* Passage to read *
● ● ● ● ● ● ●

Seo Server is a command line tool that runs a server that allows GoogleBot (and any other crawlers) to crawl your heavily Javascript built websites. The tool works with very little changes to your server or client side code.
- Install CoffeeScript (if not already)
npm install -g coffee-script
- Edit configuration file
src/config.coffee.sample
and save it assrc/config.coffee
- Compile the config into project directory
coffee --output lib/ -c src/config.coffee
- Install npm dependencies
npm install
- Install PhantomJS
npm install -g phantomjs
- Start the main process on port 10300 and with default memcached conf:
bin/seoserver start -p 10300
The crawler has three parts:
lib/phantom-server.js A small PhantomJS script for fetching the page and returning the response along with the response headers in serialized form. It can be executed via:
phantomjs lib/phantom-server.js http://moviepilot.com/stories
lib/seoserver.js A node express app responsible for accepting the requests from Googlebot, checking if there is a cached version on memcached, otherwise fetching the page via phantom-server.js
.

● ● ● ● ● ● ●

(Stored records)
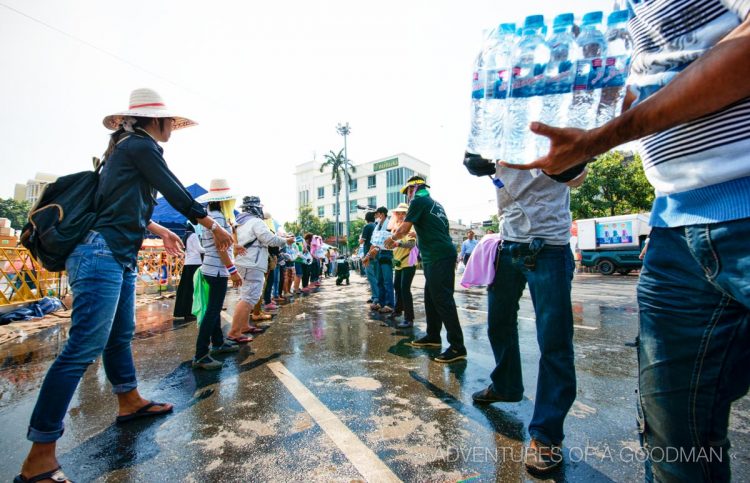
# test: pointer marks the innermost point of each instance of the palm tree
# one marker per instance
(339, 168)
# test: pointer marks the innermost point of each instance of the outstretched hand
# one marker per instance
(568, 147)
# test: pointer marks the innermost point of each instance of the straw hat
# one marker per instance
(401, 208)
(219, 191)
(146, 103)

● ● ● ● ● ● ●

* Problems to solve *
1. In the Seo Server text, which port does the start command for the main process use?
2. Reproduce everything in the Seo Server text from "Seo Server is" down to "client side code.".

* Results for each task *
1. Port 10300

2.
Seo Server is a command line tool that runs a server that allows GoogleBot (and any other crawlers) to crawl your heavily Javascript built websites. The tool works with very little changes to your server or client side code.